### APPLY WHAT YOU READ
**a.** Answer these questions about the ferritin text, one per line:
(i) How many patients survived?
(ii) What was the AUC for presentation ferritin?
(iii) What was the NPV for maximum ferritin?
**b.** Write out everything from "Abbreviations: IQR, interquartile" down to "ferritin was 928 ng/mL." in the ferritin text, substituting "subjects" for "patients".

### TEXT SEGMENT
Abbreviations: IQR, interquartile range; Max, maximum.

The median presentation and maximum ferritins were significantly different in patients who did and did not survive COVID‐19 (P < .0001). As detailed in Table S1 in the supplementary data, of the 265 patients who did not survive, the median presentation ferritin was 915 ng/mL and median maximum ferritin was 1648 ng/mL. For the 677 patients who survived, the median presentation ferritin was 634 ng/mL and median maximum ferritin was 928 ng/mL.

Receiver operator curves

The ROCs for presentation and maximum ferritin in predicting all‐cause mortality are shown in Figure 1A,B, respectively. The AUC for presentation ferritin was 0.638, with an optimal cutoff of 799 ng/mL in predicting all‐cause mortality. This AUC represents a poor ability to discriminate predictions for death. Performance characteristics include a positive predictive value (PPV) of 0.356 and negative predictive value (NPV) of 0.776, which indicate a rather poor predictor of all‐cause mortality. The AUC for maximum ferritin was 0.677, with an optimal cutoff of 862 ng/mL in predicting all‐cause mortality. This AUC represents a poor ability to discriminate predictions for death. Performance characteristics include a PPV of 0.364 and NPV of 0.829, indicating a poor test in predicting all‐cause mortality.

### RAW DATA
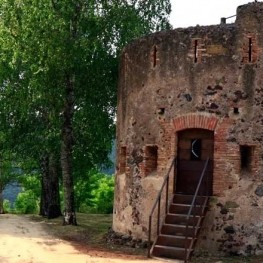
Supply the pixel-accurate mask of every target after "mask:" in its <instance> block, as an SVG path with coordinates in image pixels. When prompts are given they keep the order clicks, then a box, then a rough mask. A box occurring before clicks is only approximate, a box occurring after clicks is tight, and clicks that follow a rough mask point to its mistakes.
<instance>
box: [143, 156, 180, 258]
mask: <svg viewBox="0 0 263 263" xmlns="http://www.w3.org/2000/svg"><path fill="white" fill-rule="evenodd" d="M175 163H176V157H175V158H174V159H173V161H172V163H171V165H170V168H169V169H168V172H167V174H166V176H165V178H164V181H163V184H162V187H161V189H160V191H159V193H158V195H157V198H156V200H155V202H154V205H153V207H152V210H151V213H150V215H149V228H148V257H150V256H151V255H150V253H151V235H152V216H153V213H154V211H155V209H156V206H157V204H158V211H157V236H158V235H159V233H160V214H161V212H160V211H161V196H162V193H163V190H164V187H165V186H166V196H165V214H167V212H168V201H169V200H168V199H169V198H168V194H169V191H168V190H169V178H170V173H171V171H172V168H173V167H174V165H175Z"/></svg>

### COMPLETED EXERCISE
**a.**
(i) 677
(ii) 0.638
(iii) 0.829

**b.**
Abbreviations: IQR, interquartile range; Max, maximum.

The median presentation and maximum ferritins were significantly different in subjects who did and did not survive COVID‐19 (P < .0001). As detailed in Table S1 in the supplementary data, of the 265 subjects who did not survive, the median presentation ferritin was 915 ng/mL and median maximum ferritin was 1648 ng/mL. For the 677 subjects who survived, the median presentation ferritin was 634 ng/mL and median maximum ferritin was 928 ng/mL.